(Items from a dataset)
# # #
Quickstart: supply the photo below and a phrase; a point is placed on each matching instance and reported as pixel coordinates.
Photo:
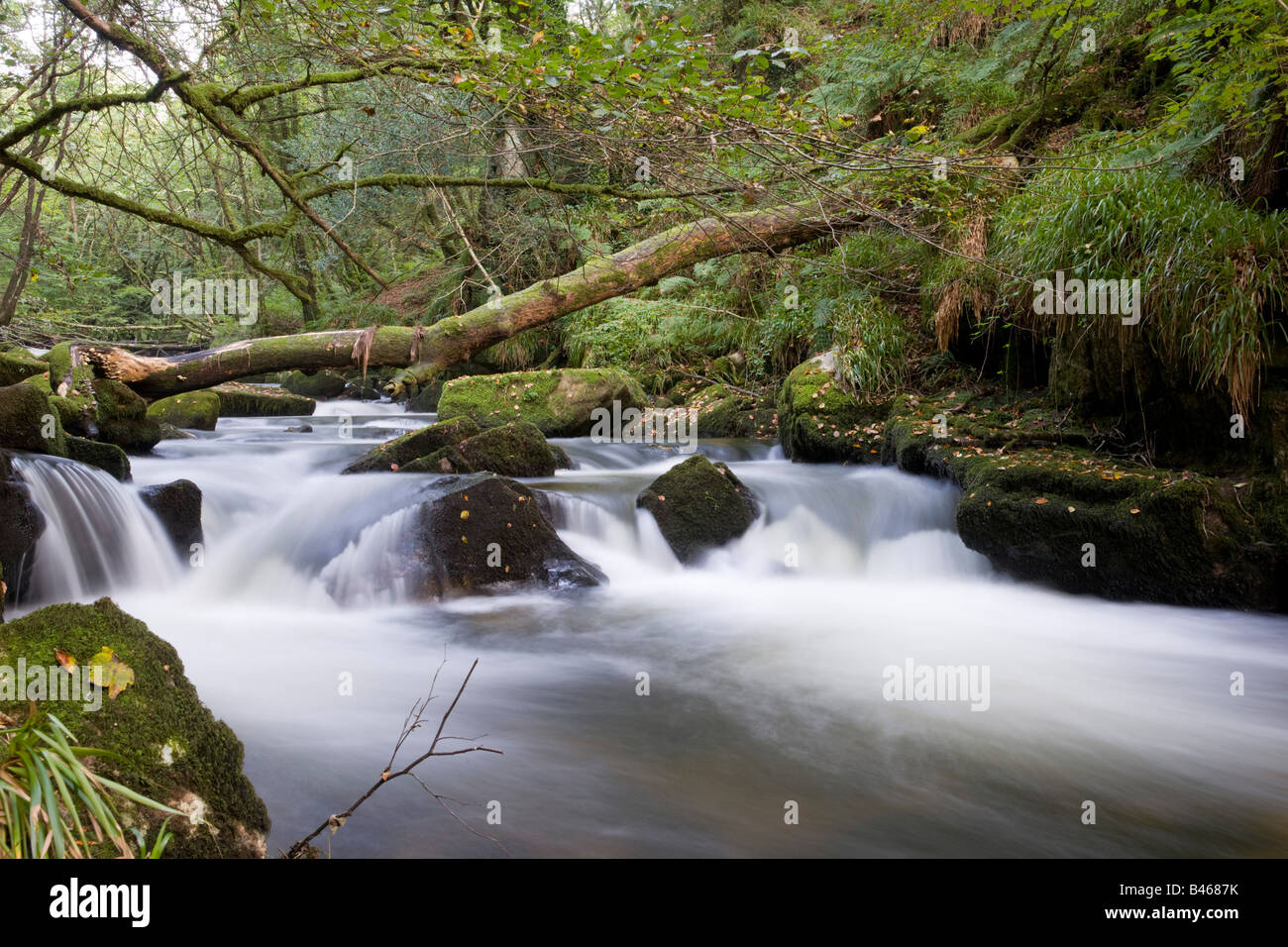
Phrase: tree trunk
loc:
(430, 350)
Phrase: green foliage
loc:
(53, 804)
(1211, 272)
(1229, 54)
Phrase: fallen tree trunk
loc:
(426, 351)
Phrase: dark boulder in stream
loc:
(699, 505)
(178, 506)
(21, 525)
(482, 531)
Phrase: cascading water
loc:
(765, 668)
(98, 534)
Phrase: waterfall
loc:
(98, 534)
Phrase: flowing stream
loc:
(765, 667)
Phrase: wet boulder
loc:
(166, 744)
(261, 401)
(559, 402)
(30, 423)
(21, 525)
(820, 421)
(360, 389)
(699, 505)
(121, 418)
(1043, 506)
(419, 444)
(102, 455)
(171, 433)
(483, 531)
(318, 384)
(425, 399)
(722, 411)
(193, 410)
(513, 450)
(18, 365)
(178, 506)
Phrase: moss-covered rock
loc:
(513, 450)
(419, 444)
(1043, 506)
(121, 418)
(30, 423)
(196, 410)
(361, 389)
(441, 462)
(102, 455)
(76, 410)
(698, 505)
(178, 506)
(721, 411)
(559, 402)
(320, 384)
(425, 399)
(99, 410)
(21, 525)
(17, 365)
(257, 401)
(483, 531)
(59, 365)
(820, 421)
(171, 433)
(170, 745)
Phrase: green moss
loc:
(160, 709)
(253, 401)
(59, 363)
(725, 412)
(818, 420)
(26, 418)
(17, 365)
(123, 418)
(417, 444)
(1037, 501)
(513, 450)
(559, 402)
(197, 410)
(95, 454)
(320, 384)
(698, 505)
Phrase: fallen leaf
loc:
(107, 671)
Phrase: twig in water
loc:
(411, 723)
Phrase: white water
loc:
(765, 678)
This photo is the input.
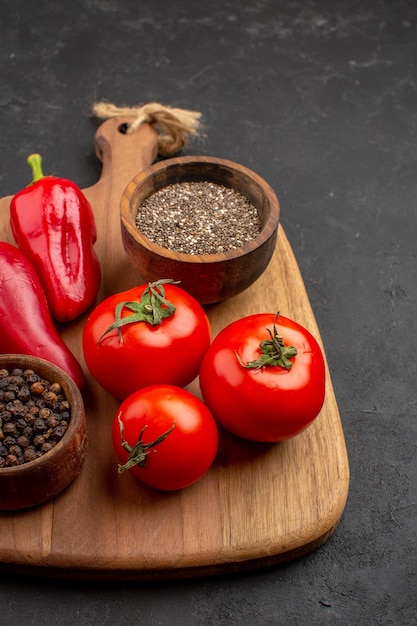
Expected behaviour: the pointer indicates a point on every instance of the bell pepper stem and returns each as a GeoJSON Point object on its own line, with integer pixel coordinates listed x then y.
{"type": "Point", "coordinates": [35, 163]}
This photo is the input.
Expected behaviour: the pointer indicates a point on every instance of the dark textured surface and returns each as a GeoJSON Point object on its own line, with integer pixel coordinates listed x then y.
{"type": "Point", "coordinates": [320, 98]}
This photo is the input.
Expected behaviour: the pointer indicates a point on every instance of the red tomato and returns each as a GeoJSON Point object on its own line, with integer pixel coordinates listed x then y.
{"type": "Point", "coordinates": [263, 403]}
{"type": "Point", "coordinates": [126, 349]}
{"type": "Point", "coordinates": [172, 434]}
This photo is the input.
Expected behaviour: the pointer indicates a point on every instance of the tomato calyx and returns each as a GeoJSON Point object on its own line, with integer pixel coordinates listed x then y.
{"type": "Point", "coordinates": [138, 452]}
{"type": "Point", "coordinates": [152, 308]}
{"type": "Point", "coordinates": [273, 352]}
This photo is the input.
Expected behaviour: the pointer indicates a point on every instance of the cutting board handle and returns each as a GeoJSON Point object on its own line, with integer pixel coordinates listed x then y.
{"type": "Point", "coordinates": [123, 155]}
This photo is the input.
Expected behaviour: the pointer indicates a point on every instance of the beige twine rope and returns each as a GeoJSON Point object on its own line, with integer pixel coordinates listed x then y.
{"type": "Point", "coordinates": [176, 124]}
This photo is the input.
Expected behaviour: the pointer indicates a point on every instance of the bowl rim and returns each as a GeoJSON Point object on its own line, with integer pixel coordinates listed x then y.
{"type": "Point", "coordinates": [268, 230]}
{"type": "Point", "coordinates": [77, 409]}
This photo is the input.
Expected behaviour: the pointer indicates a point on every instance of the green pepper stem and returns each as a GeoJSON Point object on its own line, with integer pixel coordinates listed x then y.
{"type": "Point", "coordinates": [35, 163]}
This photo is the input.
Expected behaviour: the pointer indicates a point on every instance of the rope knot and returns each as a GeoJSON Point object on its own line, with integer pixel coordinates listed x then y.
{"type": "Point", "coordinates": [175, 125]}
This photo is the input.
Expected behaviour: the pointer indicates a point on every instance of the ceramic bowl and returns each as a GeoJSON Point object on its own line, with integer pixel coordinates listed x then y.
{"type": "Point", "coordinates": [37, 481]}
{"type": "Point", "coordinates": [209, 278]}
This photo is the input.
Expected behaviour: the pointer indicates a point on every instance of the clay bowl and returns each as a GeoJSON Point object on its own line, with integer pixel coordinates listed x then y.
{"type": "Point", "coordinates": [40, 480]}
{"type": "Point", "coordinates": [209, 278]}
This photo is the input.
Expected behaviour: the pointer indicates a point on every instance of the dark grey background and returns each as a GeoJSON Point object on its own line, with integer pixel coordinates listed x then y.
{"type": "Point", "coordinates": [320, 98]}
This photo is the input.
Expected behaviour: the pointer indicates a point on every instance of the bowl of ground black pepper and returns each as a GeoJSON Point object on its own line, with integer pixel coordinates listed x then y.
{"type": "Point", "coordinates": [207, 222]}
{"type": "Point", "coordinates": [43, 438]}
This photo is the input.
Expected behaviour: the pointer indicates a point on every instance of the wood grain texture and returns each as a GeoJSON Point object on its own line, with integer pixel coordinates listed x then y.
{"type": "Point", "coordinates": [258, 505]}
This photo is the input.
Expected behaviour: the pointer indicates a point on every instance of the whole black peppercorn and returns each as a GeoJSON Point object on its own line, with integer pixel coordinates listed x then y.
{"type": "Point", "coordinates": [34, 416]}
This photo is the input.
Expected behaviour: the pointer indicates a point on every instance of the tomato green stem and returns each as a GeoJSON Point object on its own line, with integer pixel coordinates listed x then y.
{"type": "Point", "coordinates": [35, 163]}
{"type": "Point", "coordinates": [152, 308]}
{"type": "Point", "coordinates": [138, 452]}
{"type": "Point", "coordinates": [273, 352]}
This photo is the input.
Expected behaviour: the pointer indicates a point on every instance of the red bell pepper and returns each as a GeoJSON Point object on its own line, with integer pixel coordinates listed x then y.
{"type": "Point", "coordinates": [25, 321]}
{"type": "Point", "coordinates": [53, 225]}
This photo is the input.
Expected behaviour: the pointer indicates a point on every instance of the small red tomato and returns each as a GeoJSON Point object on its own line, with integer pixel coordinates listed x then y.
{"type": "Point", "coordinates": [165, 436]}
{"type": "Point", "coordinates": [148, 335]}
{"type": "Point", "coordinates": [263, 378]}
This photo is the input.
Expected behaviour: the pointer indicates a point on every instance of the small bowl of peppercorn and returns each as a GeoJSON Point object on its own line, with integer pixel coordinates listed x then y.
{"type": "Point", "coordinates": [43, 438]}
{"type": "Point", "coordinates": [209, 223]}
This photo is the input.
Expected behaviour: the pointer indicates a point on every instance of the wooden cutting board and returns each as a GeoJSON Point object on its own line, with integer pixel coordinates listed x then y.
{"type": "Point", "coordinates": [258, 505]}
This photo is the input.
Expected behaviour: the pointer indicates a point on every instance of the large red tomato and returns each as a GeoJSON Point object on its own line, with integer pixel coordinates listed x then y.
{"type": "Point", "coordinates": [165, 436]}
{"type": "Point", "coordinates": [263, 378]}
{"type": "Point", "coordinates": [148, 335]}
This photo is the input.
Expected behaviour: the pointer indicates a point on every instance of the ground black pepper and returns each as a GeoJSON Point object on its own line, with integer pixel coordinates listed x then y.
{"type": "Point", "coordinates": [34, 416]}
{"type": "Point", "coordinates": [198, 218]}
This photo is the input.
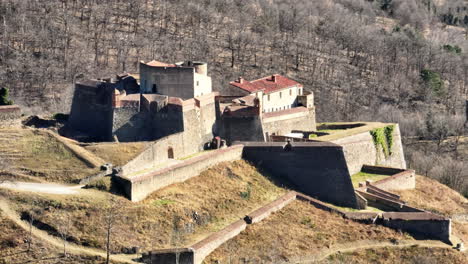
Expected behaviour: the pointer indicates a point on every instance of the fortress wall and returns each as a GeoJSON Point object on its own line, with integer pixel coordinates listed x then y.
{"type": "Point", "coordinates": [284, 124]}
{"type": "Point", "coordinates": [241, 129]}
{"type": "Point", "coordinates": [262, 213]}
{"type": "Point", "coordinates": [405, 180]}
{"type": "Point", "coordinates": [424, 223]}
{"type": "Point", "coordinates": [207, 245]}
{"type": "Point", "coordinates": [131, 125]}
{"type": "Point", "coordinates": [360, 149]}
{"type": "Point", "coordinates": [157, 154]}
{"type": "Point", "coordinates": [91, 110]}
{"type": "Point", "coordinates": [9, 115]}
{"type": "Point", "coordinates": [144, 185]}
{"type": "Point", "coordinates": [317, 169]}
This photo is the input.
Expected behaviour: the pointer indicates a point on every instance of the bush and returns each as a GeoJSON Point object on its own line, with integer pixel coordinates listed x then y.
{"type": "Point", "coordinates": [4, 97]}
{"type": "Point", "coordinates": [60, 117]}
{"type": "Point", "coordinates": [434, 81]}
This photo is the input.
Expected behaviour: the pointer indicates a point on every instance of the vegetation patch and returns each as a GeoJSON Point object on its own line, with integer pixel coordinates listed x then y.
{"type": "Point", "coordinates": [363, 176]}
{"type": "Point", "coordinates": [383, 138]}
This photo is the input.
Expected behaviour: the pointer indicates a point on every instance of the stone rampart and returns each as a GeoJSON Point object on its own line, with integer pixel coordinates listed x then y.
{"type": "Point", "coordinates": [262, 213]}
{"type": "Point", "coordinates": [424, 223]}
{"type": "Point", "coordinates": [207, 245]}
{"type": "Point", "coordinates": [359, 149]}
{"type": "Point", "coordinates": [317, 169]}
{"type": "Point", "coordinates": [9, 115]}
{"type": "Point", "coordinates": [138, 187]}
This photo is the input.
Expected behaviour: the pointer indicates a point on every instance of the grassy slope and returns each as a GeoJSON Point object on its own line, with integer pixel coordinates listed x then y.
{"type": "Point", "coordinates": [117, 153]}
{"type": "Point", "coordinates": [299, 229]}
{"type": "Point", "coordinates": [215, 196]}
{"type": "Point", "coordinates": [409, 255]}
{"type": "Point", "coordinates": [13, 248]}
{"type": "Point", "coordinates": [40, 155]}
{"type": "Point", "coordinates": [436, 197]}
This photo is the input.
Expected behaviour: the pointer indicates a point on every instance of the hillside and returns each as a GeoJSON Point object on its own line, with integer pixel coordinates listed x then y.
{"type": "Point", "coordinates": [35, 155]}
{"type": "Point", "coordinates": [217, 197]}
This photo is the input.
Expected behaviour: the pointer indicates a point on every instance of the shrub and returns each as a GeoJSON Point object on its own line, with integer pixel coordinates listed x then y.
{"type": "Point", "coordinates": [103, 184]}
{"type": "Point", "coordinates": [4, 97]}
{"type": "Point", "coordinates": [60, 117]}
{"type": "Point", "coordinates": [434, 81]}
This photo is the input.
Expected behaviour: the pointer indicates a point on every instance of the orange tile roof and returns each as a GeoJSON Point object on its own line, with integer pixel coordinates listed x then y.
{"type": "Point", "coordinates": [268, 84]}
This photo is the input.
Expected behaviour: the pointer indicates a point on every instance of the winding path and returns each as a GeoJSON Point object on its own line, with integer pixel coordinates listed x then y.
{"type": "Point", "coordinates": [368, 244]}
{"type": "Point", "coordinates": [71, 248]}
{"type": "Point", "coordinates": [41, 187]}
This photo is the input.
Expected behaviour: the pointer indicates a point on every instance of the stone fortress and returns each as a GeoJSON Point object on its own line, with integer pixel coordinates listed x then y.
{"type": "Point", "coordinates": [269, 122]}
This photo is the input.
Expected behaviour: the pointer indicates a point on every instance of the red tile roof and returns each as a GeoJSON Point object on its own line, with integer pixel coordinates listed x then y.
{"type": "Point", "coordinates": [155, 63]}
{"type": "Point", "coordinates": [268, 84]}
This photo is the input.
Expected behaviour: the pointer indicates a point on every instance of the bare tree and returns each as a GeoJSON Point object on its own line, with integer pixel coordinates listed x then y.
{"type": "Point", "coordinates": [111, 214]}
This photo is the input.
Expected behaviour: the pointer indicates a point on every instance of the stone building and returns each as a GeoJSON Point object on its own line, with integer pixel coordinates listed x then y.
{"type": "Point", "coordinates": [172, 98]}
{"type": "Point", "coordinates": [273, 105]}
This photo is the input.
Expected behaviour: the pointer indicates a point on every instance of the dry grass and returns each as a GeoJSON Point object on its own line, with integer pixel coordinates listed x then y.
{"type": "Point", "coordinates": [408, 255]}
{"type": "Point", "coordinates": [363, 176]}
{"type": "Point", "coordinates": [297, 230]}
{"type": "Point", "coordinates": [434, 196]}
{"type": "Point", "coordinates": [217, 196]}
{"type": "Point", "coordinates": [13, 248]}
{"type": "Point", "coordinates": [117, 153]}
{"type": "Point", "coordinates": [39, 154]}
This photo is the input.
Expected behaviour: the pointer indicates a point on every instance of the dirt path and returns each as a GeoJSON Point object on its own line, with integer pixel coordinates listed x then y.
{"type": "Point", "coordinates": [71, 248]}
{"type": "Point", "coordinates": [41, 187]}
{"type": "Point", "coordinates": [367, 244]}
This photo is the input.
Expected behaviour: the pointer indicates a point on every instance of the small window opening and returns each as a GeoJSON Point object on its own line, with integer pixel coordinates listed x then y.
{"type": "Point", "coordinates": [170, 153]}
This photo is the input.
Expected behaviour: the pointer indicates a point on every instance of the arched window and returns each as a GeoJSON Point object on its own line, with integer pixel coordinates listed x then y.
{"type": "Point", "coordinates": [170, 153]}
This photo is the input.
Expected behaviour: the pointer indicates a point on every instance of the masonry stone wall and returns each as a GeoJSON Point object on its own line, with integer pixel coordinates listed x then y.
{"type": "Point", "coordinates": [158, 153]}
{"type": "Point", "coordinates": [91, 110]}
{"type": "Point", "coordinates": [424, 223]}
{"type": "Point", "coordinates": [206, 246]}
{"type": "Point", "coordinates": [140, 186]}
{"type": "Point", "coordinates": [405, 180]}
{"type": "Point", "coordinates": [282, 125]}
{"type": "Point", "coordinates": [241, 129]}
{"type": "Point", "coordinates": [317, 169]}
{"type": "Point", "coordinates": [360, 149]}
{"type": "Point", "coordinates": [9, 115]}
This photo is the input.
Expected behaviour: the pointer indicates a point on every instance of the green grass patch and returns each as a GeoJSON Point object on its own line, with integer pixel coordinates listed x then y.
{"type": "Point", "coordinates": [363, 176]}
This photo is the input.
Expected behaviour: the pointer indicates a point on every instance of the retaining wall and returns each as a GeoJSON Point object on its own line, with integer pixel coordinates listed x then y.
{"type": "Point", "coordinates": [359, 149]}
{"type": "Point", "coordinates": [207, 245]}
{"type": "Point", "coordinates": [140, 186]}
{"type": "Point", "coordinates": [317, 169]}
{"type": "Point", "coordinates": [262, 213]}
{"type": "Point", "coordinates": [9, 115]}
{"type": "Point", "coordinates": [424, 223]}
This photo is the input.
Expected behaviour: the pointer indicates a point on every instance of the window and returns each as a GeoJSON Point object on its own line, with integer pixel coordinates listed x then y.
{"type": "Point", "coordinates": [170, 153]}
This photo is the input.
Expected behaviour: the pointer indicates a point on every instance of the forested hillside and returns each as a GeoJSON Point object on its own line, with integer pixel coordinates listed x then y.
{"type": "Point", "coordinates": [402, 61]}
{"type": "Point", "coordinates": [351, 53]}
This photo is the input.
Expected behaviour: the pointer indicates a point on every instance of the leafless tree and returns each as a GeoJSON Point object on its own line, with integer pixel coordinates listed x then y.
{"type": "Point", "coordinates": [63, 228]}
{"type": "Point", "coordinates": [111, 215]}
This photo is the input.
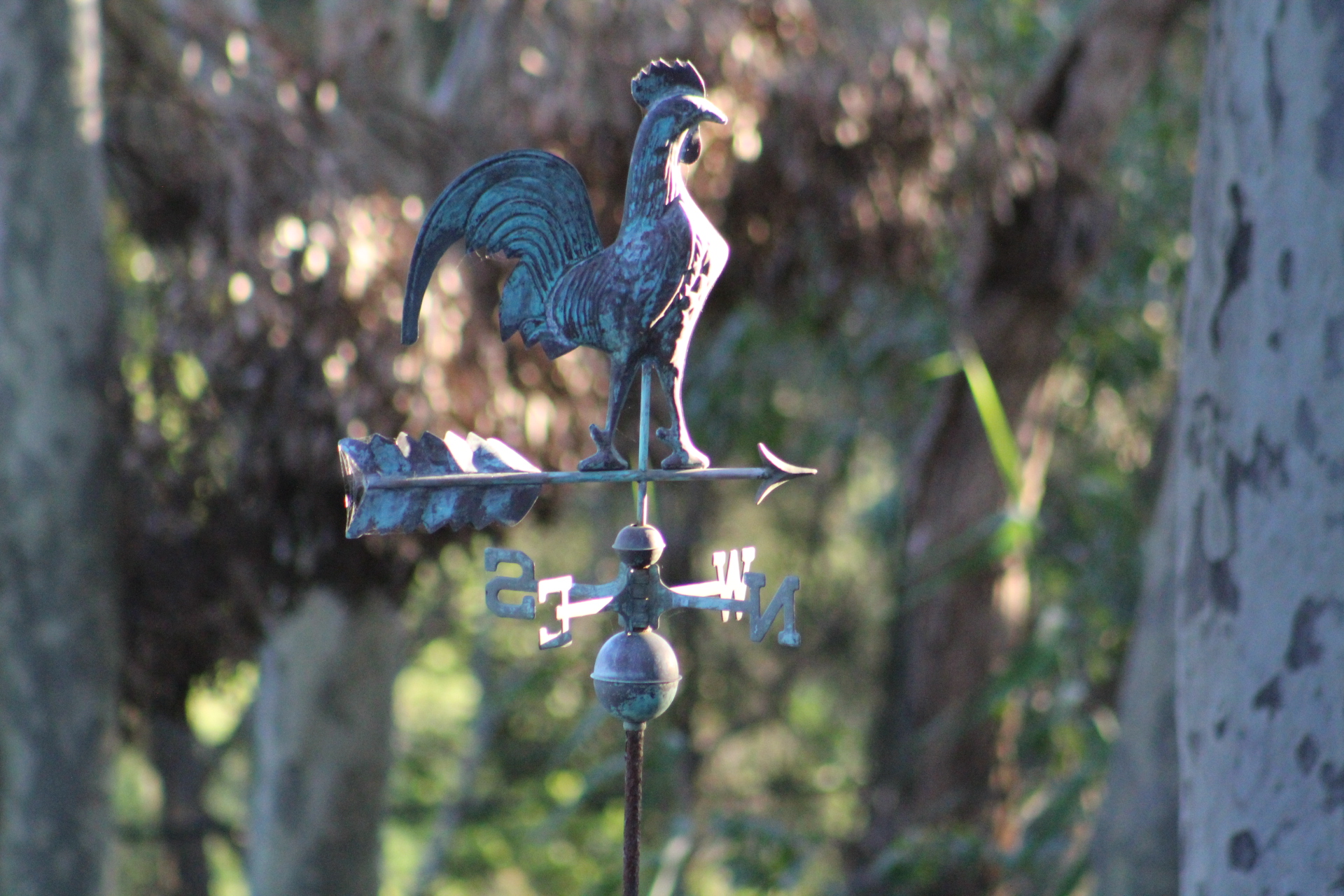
# # #
WHAT NEEDS TO BE DONE:
Tell me how many lines of the data hold the word "moss", giving only the number.

RESPONSE AREA:
2